▶ _Action item_: Scan the records for the string "instance"; copy each line where it occurs.

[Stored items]
——————

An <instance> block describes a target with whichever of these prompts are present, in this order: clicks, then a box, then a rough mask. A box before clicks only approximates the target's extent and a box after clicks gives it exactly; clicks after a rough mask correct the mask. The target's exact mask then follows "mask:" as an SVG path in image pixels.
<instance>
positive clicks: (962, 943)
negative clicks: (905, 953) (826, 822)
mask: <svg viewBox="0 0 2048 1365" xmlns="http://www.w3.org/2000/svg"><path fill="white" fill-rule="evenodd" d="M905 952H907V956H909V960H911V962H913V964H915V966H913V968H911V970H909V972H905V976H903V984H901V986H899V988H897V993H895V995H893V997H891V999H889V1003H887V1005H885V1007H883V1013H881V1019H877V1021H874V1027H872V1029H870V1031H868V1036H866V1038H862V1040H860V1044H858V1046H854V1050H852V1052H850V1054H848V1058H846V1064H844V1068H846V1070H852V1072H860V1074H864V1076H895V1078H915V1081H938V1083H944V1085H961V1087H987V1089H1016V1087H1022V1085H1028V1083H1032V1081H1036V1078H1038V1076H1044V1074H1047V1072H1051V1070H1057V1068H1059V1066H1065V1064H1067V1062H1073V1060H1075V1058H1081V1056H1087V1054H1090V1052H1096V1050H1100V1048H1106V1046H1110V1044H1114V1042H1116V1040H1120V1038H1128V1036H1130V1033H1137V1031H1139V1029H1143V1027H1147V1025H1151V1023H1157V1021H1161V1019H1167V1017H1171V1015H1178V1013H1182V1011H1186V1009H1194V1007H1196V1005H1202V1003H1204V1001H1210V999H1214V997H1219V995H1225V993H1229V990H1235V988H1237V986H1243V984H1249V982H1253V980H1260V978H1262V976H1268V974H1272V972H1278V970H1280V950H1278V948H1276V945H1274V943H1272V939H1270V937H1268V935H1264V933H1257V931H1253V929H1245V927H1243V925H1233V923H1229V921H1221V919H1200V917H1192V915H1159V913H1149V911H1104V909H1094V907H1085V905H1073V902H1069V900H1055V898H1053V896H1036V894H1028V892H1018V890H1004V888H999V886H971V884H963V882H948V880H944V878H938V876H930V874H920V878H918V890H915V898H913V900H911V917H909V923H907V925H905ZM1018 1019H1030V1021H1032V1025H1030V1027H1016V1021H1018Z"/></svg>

——————

▶ _Task response_:
An <instance> block describes a target with whichever of these prompts are present, in this order: clicks, then a box, then a rough mask. A box before clicks only approximates the target's extent and a box after clicks gives it exactly; clicks after a rough mask correct the mask. The target's exact mask then follows "mask:" as an SVG path in image pixels.
<instance>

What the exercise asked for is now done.